Write out the whole article on redesigning the Scottsdale, Arizona home word for word.
--- Source extract ---
Story by Trever Hill Photography provided by Jessica Knutson, Photos Copyright Vacasa.com – Listing AZSC120 on vacasa.com  When my longtime friend, Jessica Knutson, hired me to assist her with Scottsdale, Arizona…


Story by Trever Hill 
Photography provided by Jessica Knutson, Photos Copyright Vacasa.com – Listing AZSC120 on vacasa.com 

When my longtime friend, Jessica Knutson, hired me to assist her with Scottsdale, Arizona home, I quickly packed my bag and headed south. Even though she had me at ‘Arizona’, I was even more intrigued when she told me that she was considering renting it out as an Airbnb. After a few brief trips to the always-sunny state, the result was a beautiful space that would make anyone want to extend their vacation.  

Mid-century Modification
While Jessica lives in Bismarck, and me in Fargo, we had no problem making quick trips to a warmer climate to complete her redesign. When she made the decision that it was going to be a vacation rental, we knew there would need to be some modifications to our existing design. In the original plan, we had it furnished with one-of-a-kind art, some of which was by local artist, Jessica Wachter. We needed to decide which pieces should stay, and which would need to be replaced.


We decided to keep unique pieces like the floral print we found at a local vintage shop, which was done by an Arizona artist. Another piece that stayed, is near the front door; this was purchased at a Bismarck art gala and later brought to Arizona. The home was comprised of mainly expensive furnishings and a few more affordable pieces that we knew might work well for a rented vacation home.
--- Given information ---
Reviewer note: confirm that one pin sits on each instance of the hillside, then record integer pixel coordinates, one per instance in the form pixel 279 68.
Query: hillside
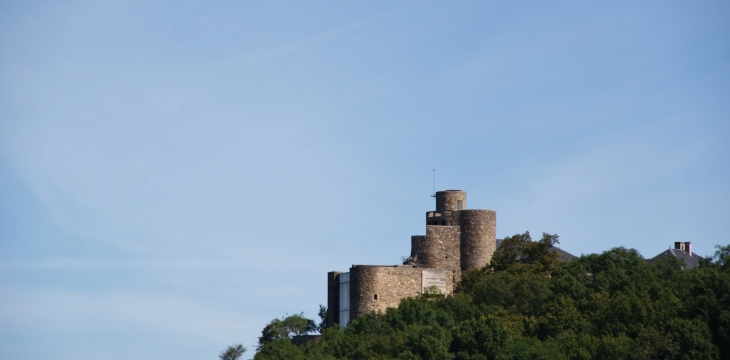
pixel 528 305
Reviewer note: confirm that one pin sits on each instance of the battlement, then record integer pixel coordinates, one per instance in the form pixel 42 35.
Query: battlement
pixel 457 239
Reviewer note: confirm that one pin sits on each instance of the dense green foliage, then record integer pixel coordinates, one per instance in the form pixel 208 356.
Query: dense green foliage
pixel 233 352
pixel 527 305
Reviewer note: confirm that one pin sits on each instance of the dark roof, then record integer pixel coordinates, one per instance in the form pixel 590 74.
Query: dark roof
pixel 562 254
pixel 690 261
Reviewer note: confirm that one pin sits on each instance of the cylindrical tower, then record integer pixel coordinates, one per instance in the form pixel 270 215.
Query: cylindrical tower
pixel 478 237
pixel 450 200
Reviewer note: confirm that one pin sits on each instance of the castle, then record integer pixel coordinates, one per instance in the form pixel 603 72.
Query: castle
pixel 457 239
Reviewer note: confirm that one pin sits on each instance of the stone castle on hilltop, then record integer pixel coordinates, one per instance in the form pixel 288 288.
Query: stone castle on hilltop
pixel 457 239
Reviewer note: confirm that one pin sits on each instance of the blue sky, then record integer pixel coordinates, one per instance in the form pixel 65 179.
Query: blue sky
pixel 174 175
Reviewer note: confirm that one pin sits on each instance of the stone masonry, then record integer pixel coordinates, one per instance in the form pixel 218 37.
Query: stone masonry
pixel 456 240
pixel 376 288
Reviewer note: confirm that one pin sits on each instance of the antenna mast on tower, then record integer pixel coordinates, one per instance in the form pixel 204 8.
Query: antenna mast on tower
pixel 434 183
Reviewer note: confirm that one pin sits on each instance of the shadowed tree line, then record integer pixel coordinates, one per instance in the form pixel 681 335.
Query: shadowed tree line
pixel 527 305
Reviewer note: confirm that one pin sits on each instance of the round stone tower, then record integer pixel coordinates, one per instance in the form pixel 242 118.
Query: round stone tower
pixel 450 200
pixel 478 237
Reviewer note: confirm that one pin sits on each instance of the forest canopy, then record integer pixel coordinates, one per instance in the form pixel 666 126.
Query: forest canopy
pixel 528 305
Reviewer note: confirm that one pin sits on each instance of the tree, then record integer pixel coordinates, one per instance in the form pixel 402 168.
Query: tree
pixel 233 352
pixel 285 328
pixel 518 253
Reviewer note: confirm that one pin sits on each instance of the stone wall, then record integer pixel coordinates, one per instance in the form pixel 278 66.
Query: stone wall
pixel 439 249
pixel 478 237
pixel 333 297
pixel 391 284
pixel 447 200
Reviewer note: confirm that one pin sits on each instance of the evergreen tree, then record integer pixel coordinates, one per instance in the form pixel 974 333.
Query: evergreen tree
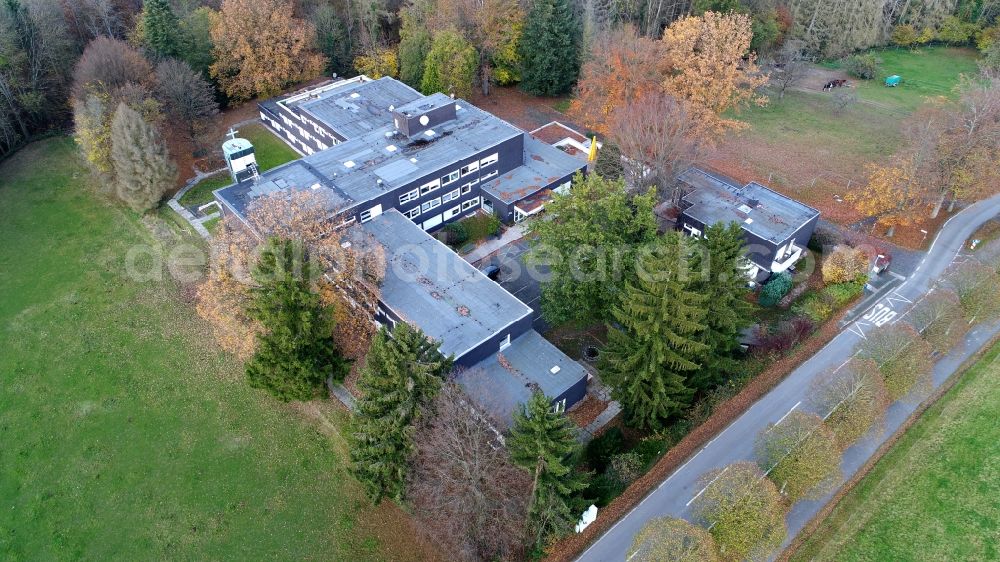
pixel 542 442
pixel 142 166
pixel 160 28
pixel 450 66
pixel 550 48
pixel 414 44
pixel 719 265
pixel 656 343
pixel 295 352
pixel 402 373
pixel 609 162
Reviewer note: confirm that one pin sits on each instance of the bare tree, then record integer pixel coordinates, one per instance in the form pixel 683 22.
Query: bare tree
pixel 938 318
pixel 659 136
pixel 790 67
pixel 852 400
pixel 464 491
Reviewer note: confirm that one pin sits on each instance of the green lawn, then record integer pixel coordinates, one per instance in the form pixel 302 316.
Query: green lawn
pixel 926 72
pixel 124 433
pixel 201 193
pixel 269 150
pixel 936 494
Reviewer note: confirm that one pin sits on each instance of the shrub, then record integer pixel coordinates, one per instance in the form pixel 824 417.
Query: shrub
pixel 777 287
pixel 625 467
pixel 600 450
pixel 863 66
pixel 842 293
pixel 456 233
pixel 845 264
pixel 480 226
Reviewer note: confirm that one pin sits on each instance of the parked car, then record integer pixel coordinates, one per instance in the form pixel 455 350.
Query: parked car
pixel 882 262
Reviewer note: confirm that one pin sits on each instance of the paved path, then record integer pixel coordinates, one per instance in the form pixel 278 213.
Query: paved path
pixel 674 495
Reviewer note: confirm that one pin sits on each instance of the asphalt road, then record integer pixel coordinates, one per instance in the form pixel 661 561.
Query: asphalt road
pixel 674 495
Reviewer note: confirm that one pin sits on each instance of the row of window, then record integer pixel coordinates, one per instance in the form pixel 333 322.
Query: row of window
pixel 452 177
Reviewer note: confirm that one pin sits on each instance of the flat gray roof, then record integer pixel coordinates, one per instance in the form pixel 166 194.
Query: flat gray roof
pixel 498 386
pixel 357 108
pixel 431 287
pixel 354 168
pixel 543 165
pixel 758 209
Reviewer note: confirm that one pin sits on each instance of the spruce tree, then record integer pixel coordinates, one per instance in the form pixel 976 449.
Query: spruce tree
pixel 543 442
pixel 295 352
pixel 656 342
pixel 402 373
pixel 723 283
pixel 160 28
pixel 142 166
pixel 550 48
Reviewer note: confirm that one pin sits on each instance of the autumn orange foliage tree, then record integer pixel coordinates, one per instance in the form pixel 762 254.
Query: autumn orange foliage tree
pixel 260 47
pixel 349 284
pixel 704 60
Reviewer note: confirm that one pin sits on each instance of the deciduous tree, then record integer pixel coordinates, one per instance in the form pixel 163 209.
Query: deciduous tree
pixel 800 455
pixel 142 166
pixel 659 136
pixel 590 247
pixel 542 441
pixel 743 510
pixel 550 48
pixel 465 492
pixel 852 399
pixel 295 354
pixel 260 47
pixel 672 538
pixel 187 97
pixel 657 341
pixel 939 319
pixel 401 375
pixel 450 66
pixel 720 269
pixel 902 356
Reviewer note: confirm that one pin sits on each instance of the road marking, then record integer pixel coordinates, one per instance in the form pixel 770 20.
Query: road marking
pixel 702 491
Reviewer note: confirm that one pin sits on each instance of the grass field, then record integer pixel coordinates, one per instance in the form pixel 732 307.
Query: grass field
pixel 936 494
pixel 124 433
pixel 926 72
pixel 269 150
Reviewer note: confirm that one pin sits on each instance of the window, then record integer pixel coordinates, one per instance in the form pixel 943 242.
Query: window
pixel 429 187
pixel 452 212
pixel 469 168
pixel 445 180
pixel 428 205
pixel 371 213
pixel 559 407
pixel 408 196
pixel 489 160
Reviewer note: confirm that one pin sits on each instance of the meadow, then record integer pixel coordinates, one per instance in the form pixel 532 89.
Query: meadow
pixel 934 495
pixel 124 432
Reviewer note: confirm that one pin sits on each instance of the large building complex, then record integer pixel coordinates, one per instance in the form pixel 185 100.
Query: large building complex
pixel 400 164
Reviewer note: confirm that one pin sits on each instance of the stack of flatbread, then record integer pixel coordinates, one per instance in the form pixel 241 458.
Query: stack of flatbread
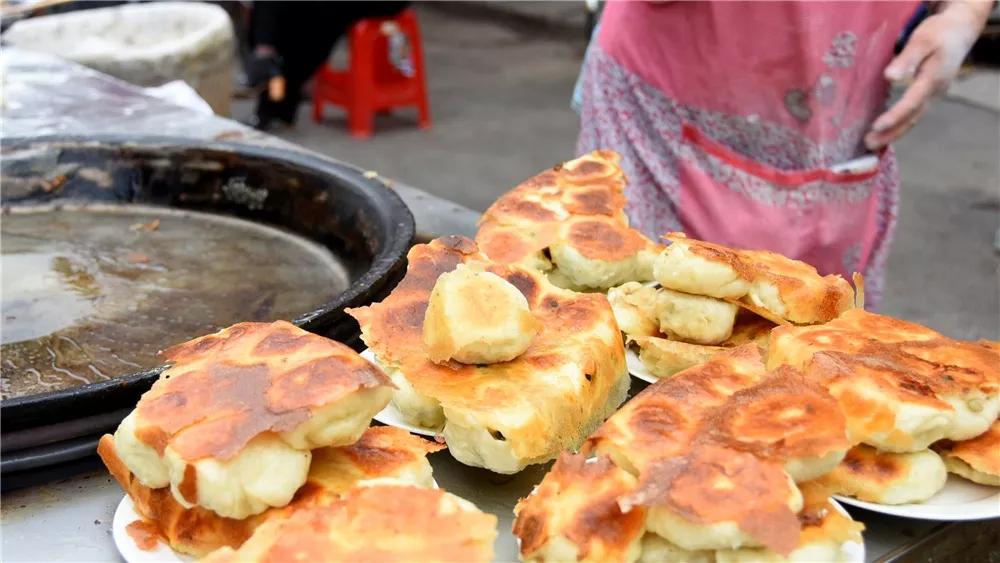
pixel 511 369
pixel 569 222
pixel 713 464
pixel 711 298
pixel 918 404
pixel 260 425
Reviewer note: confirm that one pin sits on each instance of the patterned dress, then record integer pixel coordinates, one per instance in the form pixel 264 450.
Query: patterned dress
pixel 729 117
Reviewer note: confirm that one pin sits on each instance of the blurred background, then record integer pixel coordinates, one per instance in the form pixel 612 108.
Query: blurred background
pixel 499 78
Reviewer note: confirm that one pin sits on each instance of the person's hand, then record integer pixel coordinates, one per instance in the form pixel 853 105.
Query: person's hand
pixel 929 62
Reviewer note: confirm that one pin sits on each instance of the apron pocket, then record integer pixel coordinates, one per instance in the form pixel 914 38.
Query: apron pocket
pixel 821 217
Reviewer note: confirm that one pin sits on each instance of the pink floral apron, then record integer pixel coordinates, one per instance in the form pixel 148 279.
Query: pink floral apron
pixel 729 116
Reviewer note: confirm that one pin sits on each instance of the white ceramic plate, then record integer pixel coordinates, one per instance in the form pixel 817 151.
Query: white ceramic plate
pixel 637 368
pixel 854 552
pixel 125 514
pixel 391 416
pixel 960 499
---
Exercise solution.
Story by Trever Hill Photography provided by Jessica Knutson, Photos Copyright Vacasa.com – Listing AZSC120 on vacasa.com  When my longtime friend, Jessica Knutson, hired me to assist her with Scottsdale, Arizona…


Story by Trever Hill 
Photography provided by Jessica Knutson, Photos Copyright Vacasa.com – Listing AZSC120 on vacasa.com 

When my longtime friend, Jessica Knutson, hired me to assist her with Scottsdale, Arizona home, I quickly packed my bag and headed south. Even though she had me at ‘Arizona’, I was even more intrigued when she told me that she was considering renting it out as an Airbnb. After a few brief trips to the always-sunny state, the result was a beautiful space that would make anyone want to extend their vacation.  

Mid-century Modification
While Jessica lives in Bismarck, and me in Fargo, we had no problem making quick trips to a warmer climate to complete her redesign. When she made the decision that it was going to be a vacation rental, we knew there would need to be some modifications to our existing design. In the original plan, we had it furnished with one-of-a-kind art, some of which was by local artist, Jessica Wachter. We needed to decide which pieces should stay, and which would need to be replaced.


We decided to keep unique pieces like the floral print we found at a local vintage shop, which was done by an Arizona artist. Another piece that stayed, is near the front door; this was purchased at a Bismarck art gala and later brought to Arizona. The home was comprised of mainly expensive furnishings and a few more affordable pieces that we knew might work well for a rented vacation home.